• Exercise task
Recast as a numbered list every line from the one containing "Locate the park" through the end of the rows below, leaving out any blank lines.

• Supplied material

──────

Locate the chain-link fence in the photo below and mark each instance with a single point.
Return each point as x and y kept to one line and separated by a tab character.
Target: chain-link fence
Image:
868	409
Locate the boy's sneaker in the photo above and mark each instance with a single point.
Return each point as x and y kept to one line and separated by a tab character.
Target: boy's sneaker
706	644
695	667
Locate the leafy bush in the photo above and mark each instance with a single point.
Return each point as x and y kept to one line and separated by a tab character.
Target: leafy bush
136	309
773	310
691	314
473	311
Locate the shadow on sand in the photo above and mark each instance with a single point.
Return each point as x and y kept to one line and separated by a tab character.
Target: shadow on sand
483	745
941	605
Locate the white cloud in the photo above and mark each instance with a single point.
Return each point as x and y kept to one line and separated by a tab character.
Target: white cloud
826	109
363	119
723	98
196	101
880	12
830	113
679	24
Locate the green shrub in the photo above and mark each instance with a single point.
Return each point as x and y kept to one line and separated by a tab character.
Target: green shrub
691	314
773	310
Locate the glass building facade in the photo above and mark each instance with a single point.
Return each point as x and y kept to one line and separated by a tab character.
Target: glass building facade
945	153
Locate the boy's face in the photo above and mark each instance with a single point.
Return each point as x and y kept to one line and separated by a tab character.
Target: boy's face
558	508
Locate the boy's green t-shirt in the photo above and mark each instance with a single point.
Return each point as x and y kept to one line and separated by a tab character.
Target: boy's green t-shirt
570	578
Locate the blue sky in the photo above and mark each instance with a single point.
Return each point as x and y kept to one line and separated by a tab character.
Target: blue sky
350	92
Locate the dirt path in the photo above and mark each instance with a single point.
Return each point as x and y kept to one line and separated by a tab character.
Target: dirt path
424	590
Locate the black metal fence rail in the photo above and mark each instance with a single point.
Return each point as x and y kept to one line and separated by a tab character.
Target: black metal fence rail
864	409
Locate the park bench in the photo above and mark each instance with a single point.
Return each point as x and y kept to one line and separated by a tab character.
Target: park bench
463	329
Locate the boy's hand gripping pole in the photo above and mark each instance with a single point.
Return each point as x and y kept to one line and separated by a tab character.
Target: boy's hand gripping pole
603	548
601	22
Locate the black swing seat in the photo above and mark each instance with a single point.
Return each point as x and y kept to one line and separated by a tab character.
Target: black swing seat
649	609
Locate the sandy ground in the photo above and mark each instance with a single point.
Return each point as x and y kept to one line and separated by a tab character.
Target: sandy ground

──────

• Task result
1. Locate the park bench in the photo above and mark each instance with a single point.
2. Return each point as x and y kept to one line and separated by a tab character.
3. Target: park bench
4. 463	329
5. Locate the boy's hand gripping pole in the photo above and mark each instance with a single point.
6. Return each point as x and y kept to one line and separated by a tab character.
7. Target: boy's hand gripping pole
8. 603	548
9. 601	22
10. Locate the black swing seat in the photo above and mark each instance with a single point.
11. Return each point as x and y kept to one line and separated by a tab character.
12. Target: black swing seat
13. 649	609
14. Locate the sandy ground in the photo above and mark each instance with a single point.
15. Return each point as x and y kept to one line and separated by a tab character.
16. Target: sandy ground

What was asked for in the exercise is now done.